> WHAT THE EXERCISE ASKS
All records should be reproduced verbatim.

SOURCE MATERIAL section start

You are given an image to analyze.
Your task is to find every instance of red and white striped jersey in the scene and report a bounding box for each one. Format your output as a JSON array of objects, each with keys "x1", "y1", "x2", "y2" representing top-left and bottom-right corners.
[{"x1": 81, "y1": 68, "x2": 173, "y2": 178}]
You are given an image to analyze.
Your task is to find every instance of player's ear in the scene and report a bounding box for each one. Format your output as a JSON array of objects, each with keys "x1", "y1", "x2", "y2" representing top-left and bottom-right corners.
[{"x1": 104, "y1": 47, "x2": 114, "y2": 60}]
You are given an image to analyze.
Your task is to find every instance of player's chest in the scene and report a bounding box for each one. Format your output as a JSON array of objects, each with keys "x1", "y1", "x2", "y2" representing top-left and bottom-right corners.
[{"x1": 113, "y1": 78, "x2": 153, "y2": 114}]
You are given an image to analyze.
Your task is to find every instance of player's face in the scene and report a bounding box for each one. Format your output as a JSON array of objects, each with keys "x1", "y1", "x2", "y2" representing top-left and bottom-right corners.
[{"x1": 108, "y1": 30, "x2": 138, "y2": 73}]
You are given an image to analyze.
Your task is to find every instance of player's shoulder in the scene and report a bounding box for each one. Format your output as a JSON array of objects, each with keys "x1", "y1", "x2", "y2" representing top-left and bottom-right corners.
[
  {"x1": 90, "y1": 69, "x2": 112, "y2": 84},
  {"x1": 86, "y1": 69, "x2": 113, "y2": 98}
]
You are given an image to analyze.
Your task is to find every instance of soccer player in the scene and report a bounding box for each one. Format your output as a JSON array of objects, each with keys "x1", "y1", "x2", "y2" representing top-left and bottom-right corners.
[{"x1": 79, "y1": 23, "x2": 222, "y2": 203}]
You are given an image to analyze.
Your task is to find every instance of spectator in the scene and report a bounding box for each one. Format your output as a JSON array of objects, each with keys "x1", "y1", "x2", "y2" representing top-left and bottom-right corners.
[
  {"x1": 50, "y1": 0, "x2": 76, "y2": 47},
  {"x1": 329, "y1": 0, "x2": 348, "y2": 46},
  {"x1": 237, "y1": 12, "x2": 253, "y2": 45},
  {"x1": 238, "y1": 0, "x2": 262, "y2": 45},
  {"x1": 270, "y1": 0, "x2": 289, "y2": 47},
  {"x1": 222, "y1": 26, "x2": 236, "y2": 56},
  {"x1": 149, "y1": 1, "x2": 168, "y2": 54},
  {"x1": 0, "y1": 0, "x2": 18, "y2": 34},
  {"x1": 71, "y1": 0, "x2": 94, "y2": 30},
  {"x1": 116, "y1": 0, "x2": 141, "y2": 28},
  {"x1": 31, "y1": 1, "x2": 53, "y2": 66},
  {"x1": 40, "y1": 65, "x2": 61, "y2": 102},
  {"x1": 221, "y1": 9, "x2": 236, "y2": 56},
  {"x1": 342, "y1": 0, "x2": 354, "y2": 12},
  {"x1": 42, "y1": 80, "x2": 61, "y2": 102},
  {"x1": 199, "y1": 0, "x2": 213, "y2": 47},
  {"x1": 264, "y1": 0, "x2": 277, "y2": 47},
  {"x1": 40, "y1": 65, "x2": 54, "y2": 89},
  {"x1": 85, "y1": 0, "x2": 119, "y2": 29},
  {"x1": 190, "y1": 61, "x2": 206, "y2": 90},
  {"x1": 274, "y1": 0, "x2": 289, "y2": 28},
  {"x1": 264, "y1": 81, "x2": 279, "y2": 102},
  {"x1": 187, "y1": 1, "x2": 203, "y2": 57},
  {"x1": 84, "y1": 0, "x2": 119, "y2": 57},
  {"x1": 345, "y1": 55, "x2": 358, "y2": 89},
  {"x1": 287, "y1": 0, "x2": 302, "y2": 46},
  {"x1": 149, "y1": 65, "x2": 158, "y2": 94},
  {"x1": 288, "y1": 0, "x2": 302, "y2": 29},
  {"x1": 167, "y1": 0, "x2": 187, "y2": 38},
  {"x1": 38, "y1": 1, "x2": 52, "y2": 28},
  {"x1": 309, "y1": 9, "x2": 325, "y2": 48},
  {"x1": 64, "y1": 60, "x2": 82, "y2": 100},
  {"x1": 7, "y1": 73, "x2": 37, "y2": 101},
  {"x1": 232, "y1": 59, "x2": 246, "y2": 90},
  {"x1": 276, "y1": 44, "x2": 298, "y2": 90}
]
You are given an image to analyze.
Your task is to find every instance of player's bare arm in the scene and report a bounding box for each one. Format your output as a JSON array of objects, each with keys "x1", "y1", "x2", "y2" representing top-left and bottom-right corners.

SOURCE MATERIAL section end

> ANSWER TO THE EXERCISE
You are given an image to analyze.
Your task is to find every instance of red and white striped jersey in the scene and report a bounding box for each one. Format your output as a JSON array of objects, each with keys "x1", "y1", "x2", "y2" representing top-left and bottom-right corners.
[{"x1": 81, "y1": 68, "x2": 173, "y2": 178}]
You are given an image to analyze.
Your task is to find every instance of player's ear in the scene and report a bounding box for each one. Format your output as a JSON array of objects, each with keys "x1", "y1", "x2", "y2" representing top-left and bottom-right corners.
[{"x1": 104, "y1": 47, "x2": 114, "y2": 60}]
You are given an image to analyze.
Your task is to find every instance of player's chest in the scene and report a bounding box for each one. Format your output as a JSON array of objects, each with keys "x1", "y1", "x2", "y2" representing top-left and bottom-right corners.
[{"x1": 113, "y1": 78, "x2": 153, "y2": 114}]
You are given an image to analyze.
Your task is to find every instance of player's face in the scene and report a bounding box for each one. Format your output as a JSON array of objects, each with keys "x1", "y1", "x2", "y2" representing top-left and bottom-right corners.
[{"x1": 108, "y1": 30, "x2": 138, "y2": 73}]
You are given an image to analyze.
Your task is to find every instance of player's shoulder in the scene and report a bounding box for each one. Format your output as a JSON array of objects, each with keys "x1", "y1", "x2", "y2" representing top-left and bottom-right corners.
[
  {"x1": 90, "y1": 69, "x2": 112, "y2": 84},
  {"x1": 86, "y1": 69, "x2": 113, "y2": 98}
]
You are given an image to analyze.
Your task is to find every instance of soccer player in the scene and report a bounding box for each one. Format your output as a JSON array of objects, each with keys "x1", "y1", "x2", "y2" representing top-left and bottom-right corners.
[{"x1": 79, "y1": 23, "x2": 222, "y2": 203}]
You are given an image to analyze.
Your task is to find every instance of spectator in the scene and report a bounding box for each one. Format your output as a JSON array of objects, each with keys "x1", "y1", "x2", "y2" representing top-left and bottom-right corners.
[
  {"x1": 50, "y1": 0, "x2": 76, "y2": 47},
  {"x1": 329, "y1": 0, "x2": 348, "y2": 46},
  {"x1": 237, "y1": 12, "x2": 253, "y2": 45},
  {"x1": 238, "y1": 0, "x2": 262, "y2": 45},
  {"x1": 270, "y1": 0, "x2": 289, "y2": 47},
  {"x1": 222, "y1": 26, "x2": 236, "y2": 56},
  {"x1": 149, "y1": 1, "x2": 168, "y2": 54},
  {"x1": 0, "y1": 0, "x2": 18, "y2": 34},
  {"x1": 71, "y1": 0, "x2": 94, "y2": 30},
  {"x1": 116, "y1": 0, "x2": 141, "y2": 28},
  {"x1": 31, "y1": 1, "x2": 53, "y2": 66},
  {"x1": 40, "y1": 65, "x2": 61, "y2": 102},
  {"x1": 221, "y1": 9, "x2": 236, "y2": 56},
  {"x1": 342, "y1": 0, "x2": 354, "y2": 12},
  {"x1": 42, "y1": 80, "x2": 61, "y2": 102},
  {"x1": 199, "y1": 0, "x2": 213, "y2": 47},
  {"x1": 264, "y1": 0, "x2": 277, "y2": 47},
  {"x1": 40, "y1": 65, "x2": 54, "y2": 89},
  {"x1": 85, "y1": 0, "x2": 119, "y2": 29},
  {"x1": 190, "y1": 61, "x2": 206, "y2": 90},
  {"x1": 274, "y1": 0, "x2": 289, "y2": 28},
  {"x1": 264, "y1": 81, "x2": 279, "y2": 102},
  {"x1": 187, "y1": 1, "x2": 203, "y2": 57},
  {"x1": 84, "y1": 0, "x2": 119, "y2": 57},
  {"x1": 345, "y1": 55, "x2": 358, "y2": 89},
  {"x1": 287, "y1": 0, "x2": 302, "y2": 46},
  {"x1": 149, "y1": 65, "x2": 158, "y2": 94},
  {"x1": 288, "y1": 0, "x2": 302, "y2": 29},
  {"x1": 167, "y1": 0, "x2": 187, "y2": 38},
  {"x1": 38, "y1": 1, "x2": 52, "y2": 28},
  {"x1": 309, "y1": 9, "x2": 325, "y2": 48},
  {"x1": 64, "y1": 60, "x2": 82, "y2": 100},
  {"x1": 7, "y1": 73, "x2": 37, "y2": 101},
  {"x1": 232, "y1": 59, "x2": 246, "y2": 90},
  {"x1": 276, "y1": 44, "x2": 298, "y2": 90}
]
You are given an image to analyze.
Your task is to find every instance of player's bare arm in the scene and report a bounding box for each one. Format your output as a JSON array of objects, each with keys "x1", "y1", "x2", "y2" representing top-left and bottom-right corners.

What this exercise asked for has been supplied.